- [Given instruction] Rescale the stretch of records from the line containing "Give a dot for each instance of the gas" through the line containing "<point>849,634</point>". Write out every line, requests included, but multiply each coordinate in the answer points by 0.6 and round to whole numbers with halves going up, leaving the sample points in the requests unchanged.

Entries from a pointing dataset
________________________________________
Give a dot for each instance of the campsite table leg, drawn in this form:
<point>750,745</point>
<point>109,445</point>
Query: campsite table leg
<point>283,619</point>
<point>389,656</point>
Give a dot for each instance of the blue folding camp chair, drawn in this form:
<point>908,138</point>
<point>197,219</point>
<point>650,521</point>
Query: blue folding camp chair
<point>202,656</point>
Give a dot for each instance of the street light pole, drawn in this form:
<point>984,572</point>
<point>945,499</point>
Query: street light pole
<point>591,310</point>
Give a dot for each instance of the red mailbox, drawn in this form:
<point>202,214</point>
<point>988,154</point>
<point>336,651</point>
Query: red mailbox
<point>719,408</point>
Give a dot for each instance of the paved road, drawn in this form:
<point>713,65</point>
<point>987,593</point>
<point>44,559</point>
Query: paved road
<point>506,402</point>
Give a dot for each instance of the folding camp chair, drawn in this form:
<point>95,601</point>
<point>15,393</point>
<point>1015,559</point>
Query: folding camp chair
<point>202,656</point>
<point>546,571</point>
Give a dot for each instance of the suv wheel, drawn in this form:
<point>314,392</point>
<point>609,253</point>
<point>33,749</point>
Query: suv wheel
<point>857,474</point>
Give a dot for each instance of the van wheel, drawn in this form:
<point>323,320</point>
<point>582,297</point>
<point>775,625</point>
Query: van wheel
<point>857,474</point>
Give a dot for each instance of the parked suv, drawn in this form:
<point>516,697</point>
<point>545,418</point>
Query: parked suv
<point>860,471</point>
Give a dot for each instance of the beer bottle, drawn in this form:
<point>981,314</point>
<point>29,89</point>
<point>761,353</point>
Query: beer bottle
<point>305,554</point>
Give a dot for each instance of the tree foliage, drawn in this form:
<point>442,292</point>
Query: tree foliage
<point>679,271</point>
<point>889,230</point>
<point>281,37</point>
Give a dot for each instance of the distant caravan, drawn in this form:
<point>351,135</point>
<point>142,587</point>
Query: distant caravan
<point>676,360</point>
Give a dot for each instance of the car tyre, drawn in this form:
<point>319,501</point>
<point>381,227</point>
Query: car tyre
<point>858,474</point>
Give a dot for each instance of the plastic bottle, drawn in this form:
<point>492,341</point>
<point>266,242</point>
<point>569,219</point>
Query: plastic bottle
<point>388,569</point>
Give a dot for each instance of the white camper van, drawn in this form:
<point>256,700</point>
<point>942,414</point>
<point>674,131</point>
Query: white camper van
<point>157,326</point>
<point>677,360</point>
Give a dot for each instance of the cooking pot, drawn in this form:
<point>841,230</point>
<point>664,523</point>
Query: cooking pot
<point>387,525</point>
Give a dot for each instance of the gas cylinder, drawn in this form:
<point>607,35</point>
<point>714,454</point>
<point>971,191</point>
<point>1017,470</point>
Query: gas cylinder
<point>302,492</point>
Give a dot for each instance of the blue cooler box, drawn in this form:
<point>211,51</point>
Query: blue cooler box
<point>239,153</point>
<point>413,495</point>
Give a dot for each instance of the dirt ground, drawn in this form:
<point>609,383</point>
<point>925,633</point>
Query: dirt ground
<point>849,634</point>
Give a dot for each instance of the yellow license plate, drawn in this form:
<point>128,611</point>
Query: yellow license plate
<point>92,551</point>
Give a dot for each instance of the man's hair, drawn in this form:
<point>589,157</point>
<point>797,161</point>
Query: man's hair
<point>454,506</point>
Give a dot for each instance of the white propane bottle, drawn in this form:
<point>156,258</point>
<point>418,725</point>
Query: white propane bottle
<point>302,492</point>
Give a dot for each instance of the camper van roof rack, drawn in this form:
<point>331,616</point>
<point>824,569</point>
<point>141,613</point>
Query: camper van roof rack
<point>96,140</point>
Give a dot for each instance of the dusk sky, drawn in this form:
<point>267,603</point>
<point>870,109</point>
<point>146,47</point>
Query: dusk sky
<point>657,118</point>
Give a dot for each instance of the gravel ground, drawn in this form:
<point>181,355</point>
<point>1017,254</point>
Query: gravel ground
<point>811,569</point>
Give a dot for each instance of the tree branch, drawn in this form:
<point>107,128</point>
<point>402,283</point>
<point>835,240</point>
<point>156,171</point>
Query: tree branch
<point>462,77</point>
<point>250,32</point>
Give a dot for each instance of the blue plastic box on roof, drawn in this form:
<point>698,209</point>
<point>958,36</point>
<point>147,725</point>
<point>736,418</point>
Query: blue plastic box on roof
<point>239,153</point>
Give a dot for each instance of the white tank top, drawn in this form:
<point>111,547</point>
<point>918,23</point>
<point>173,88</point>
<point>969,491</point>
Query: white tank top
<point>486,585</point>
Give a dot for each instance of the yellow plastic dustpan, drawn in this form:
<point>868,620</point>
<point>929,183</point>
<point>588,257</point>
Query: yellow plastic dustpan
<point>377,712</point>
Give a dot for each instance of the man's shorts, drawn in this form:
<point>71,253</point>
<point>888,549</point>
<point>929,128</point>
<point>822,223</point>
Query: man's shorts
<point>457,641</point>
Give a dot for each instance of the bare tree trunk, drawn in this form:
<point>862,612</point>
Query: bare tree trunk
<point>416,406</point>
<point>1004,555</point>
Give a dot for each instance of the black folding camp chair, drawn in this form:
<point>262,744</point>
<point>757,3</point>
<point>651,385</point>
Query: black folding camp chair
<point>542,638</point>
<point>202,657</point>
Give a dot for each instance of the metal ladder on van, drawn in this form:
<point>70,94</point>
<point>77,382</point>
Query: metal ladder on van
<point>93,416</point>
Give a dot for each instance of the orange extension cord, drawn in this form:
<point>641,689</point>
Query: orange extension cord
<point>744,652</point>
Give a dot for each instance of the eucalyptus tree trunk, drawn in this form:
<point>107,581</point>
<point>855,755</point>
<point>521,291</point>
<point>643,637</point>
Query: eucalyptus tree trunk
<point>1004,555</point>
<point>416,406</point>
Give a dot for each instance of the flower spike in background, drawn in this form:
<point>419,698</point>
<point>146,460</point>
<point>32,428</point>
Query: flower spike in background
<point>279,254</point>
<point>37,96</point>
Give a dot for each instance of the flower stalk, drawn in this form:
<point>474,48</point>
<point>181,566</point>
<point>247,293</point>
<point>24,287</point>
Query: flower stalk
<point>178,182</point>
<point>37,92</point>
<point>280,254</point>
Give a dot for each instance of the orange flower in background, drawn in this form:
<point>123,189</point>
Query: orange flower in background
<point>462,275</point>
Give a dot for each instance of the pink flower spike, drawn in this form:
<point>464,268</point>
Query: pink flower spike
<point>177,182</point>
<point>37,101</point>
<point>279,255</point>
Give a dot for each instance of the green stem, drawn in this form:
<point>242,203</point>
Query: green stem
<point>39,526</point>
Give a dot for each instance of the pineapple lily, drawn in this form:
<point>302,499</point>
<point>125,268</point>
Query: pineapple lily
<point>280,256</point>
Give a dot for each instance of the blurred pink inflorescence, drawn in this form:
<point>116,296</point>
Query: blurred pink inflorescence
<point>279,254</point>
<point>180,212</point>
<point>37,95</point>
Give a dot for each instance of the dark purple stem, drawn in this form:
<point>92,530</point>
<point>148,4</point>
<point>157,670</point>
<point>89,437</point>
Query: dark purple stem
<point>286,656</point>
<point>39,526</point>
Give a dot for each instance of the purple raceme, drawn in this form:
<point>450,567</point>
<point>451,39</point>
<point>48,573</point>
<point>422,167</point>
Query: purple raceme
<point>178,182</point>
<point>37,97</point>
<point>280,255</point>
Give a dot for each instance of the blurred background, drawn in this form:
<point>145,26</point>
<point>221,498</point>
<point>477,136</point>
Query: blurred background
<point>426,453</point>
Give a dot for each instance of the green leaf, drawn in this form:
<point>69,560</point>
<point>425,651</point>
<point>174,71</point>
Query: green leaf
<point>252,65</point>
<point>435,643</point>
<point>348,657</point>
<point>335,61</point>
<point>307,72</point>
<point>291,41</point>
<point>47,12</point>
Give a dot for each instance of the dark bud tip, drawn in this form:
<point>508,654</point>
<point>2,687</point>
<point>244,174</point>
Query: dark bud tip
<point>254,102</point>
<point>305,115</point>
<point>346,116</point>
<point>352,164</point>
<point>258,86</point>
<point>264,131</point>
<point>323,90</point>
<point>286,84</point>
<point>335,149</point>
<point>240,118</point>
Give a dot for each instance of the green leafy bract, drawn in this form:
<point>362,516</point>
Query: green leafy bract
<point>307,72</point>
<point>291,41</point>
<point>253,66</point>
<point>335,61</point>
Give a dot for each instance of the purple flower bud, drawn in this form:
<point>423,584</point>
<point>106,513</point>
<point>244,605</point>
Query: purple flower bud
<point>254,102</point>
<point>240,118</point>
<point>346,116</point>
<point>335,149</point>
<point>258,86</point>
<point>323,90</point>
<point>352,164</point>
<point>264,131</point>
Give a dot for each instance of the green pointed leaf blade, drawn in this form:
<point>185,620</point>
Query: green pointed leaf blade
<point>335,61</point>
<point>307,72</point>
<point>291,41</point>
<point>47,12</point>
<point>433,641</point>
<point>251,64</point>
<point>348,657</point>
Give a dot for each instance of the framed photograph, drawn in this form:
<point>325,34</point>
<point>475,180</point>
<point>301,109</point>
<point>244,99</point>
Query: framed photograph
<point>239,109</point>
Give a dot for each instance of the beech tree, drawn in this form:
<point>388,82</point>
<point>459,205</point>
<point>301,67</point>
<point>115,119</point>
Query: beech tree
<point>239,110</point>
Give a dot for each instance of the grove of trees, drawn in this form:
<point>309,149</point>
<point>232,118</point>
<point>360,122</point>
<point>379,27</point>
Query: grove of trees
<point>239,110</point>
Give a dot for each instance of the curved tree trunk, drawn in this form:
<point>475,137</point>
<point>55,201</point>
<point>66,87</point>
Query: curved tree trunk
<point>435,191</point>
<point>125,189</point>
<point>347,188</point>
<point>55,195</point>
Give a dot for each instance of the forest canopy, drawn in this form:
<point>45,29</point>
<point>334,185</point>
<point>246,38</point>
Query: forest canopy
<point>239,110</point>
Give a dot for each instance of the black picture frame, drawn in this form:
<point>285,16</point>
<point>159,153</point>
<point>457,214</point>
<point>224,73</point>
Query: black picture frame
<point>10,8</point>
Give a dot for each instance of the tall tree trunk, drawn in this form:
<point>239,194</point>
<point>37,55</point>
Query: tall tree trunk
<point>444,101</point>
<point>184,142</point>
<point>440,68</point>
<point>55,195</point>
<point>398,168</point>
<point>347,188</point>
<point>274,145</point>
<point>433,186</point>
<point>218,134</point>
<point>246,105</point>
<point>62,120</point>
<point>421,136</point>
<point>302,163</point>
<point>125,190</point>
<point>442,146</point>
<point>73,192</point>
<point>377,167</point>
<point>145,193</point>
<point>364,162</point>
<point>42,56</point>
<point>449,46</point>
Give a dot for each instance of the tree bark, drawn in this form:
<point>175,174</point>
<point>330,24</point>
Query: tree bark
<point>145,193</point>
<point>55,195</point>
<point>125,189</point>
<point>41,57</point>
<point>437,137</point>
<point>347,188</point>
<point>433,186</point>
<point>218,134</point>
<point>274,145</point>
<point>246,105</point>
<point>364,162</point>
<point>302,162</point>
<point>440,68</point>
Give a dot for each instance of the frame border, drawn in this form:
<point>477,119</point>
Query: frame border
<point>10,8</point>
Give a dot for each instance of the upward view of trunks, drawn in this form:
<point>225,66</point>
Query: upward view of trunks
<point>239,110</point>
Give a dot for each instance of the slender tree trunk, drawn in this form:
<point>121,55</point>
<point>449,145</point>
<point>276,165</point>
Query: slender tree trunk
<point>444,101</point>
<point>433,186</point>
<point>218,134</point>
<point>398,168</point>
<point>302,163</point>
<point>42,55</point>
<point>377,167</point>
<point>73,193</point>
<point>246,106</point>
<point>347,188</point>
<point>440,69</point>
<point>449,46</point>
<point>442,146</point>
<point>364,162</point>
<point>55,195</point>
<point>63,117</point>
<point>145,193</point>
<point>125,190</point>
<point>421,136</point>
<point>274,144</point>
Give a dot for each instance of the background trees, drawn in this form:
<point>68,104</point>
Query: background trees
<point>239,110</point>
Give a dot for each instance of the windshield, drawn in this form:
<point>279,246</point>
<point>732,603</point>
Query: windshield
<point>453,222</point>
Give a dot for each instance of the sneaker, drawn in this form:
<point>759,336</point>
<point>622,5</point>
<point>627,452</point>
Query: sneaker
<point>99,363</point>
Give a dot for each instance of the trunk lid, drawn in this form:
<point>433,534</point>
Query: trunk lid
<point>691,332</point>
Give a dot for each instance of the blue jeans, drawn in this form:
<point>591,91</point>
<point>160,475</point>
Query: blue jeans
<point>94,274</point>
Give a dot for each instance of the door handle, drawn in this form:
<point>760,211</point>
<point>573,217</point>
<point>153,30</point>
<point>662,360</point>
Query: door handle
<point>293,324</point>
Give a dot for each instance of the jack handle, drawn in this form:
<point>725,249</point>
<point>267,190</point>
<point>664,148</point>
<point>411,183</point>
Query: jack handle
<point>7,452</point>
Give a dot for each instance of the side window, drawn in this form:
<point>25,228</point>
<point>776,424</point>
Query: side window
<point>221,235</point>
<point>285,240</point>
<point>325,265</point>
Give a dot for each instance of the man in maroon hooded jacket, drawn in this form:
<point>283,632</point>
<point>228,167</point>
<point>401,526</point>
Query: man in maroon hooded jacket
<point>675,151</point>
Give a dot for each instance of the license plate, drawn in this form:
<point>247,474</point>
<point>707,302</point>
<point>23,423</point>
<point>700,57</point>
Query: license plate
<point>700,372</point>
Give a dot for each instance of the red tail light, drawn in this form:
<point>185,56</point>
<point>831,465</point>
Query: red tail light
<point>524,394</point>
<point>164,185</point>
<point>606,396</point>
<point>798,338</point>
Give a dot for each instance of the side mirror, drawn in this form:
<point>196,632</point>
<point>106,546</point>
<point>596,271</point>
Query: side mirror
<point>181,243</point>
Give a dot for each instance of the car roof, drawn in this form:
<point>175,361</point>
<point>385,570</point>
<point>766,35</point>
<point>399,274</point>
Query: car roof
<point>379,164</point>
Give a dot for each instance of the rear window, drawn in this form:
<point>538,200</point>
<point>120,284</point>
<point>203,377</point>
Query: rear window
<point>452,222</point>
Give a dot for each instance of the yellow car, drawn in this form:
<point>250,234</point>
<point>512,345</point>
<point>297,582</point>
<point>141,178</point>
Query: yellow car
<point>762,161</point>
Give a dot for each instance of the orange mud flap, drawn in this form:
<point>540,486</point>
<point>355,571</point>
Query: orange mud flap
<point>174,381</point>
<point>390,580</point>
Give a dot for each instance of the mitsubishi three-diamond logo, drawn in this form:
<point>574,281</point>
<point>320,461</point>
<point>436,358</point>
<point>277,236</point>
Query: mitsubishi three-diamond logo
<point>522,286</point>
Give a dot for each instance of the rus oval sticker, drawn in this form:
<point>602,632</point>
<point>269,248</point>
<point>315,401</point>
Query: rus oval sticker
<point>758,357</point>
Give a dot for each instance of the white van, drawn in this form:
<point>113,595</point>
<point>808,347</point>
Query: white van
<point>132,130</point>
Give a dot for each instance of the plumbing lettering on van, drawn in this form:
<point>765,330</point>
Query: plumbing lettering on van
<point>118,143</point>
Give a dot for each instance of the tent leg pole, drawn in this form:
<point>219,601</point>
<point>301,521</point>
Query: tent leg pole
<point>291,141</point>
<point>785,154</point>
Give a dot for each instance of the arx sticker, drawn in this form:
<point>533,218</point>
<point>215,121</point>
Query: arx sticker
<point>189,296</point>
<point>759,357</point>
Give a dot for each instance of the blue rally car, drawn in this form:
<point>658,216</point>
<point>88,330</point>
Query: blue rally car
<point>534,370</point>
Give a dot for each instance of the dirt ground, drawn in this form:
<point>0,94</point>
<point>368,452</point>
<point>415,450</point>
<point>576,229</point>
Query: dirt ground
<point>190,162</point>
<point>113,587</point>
________________________________________
- [The reply]
Give a dot for each instance of the gas cylinder, drawn in this form:
<point>607,35</point>
<point>714,454</point>
<point>971,191</point>
<point>1017,470</point>
Query: gas cylinder
<point>181,295</point>
Give a dot for each instance of the blue cooler box, drawn in this form:
<point>211,51</point>
Query: blue cooler box
<point>143,92</point>
<point>248,297</point>
Give a dot for each instance of the dirt ground, drawn in this form:
<point>609,383</point>
<point>925,633</point>
Query: dirt ground
<point>509,380</point>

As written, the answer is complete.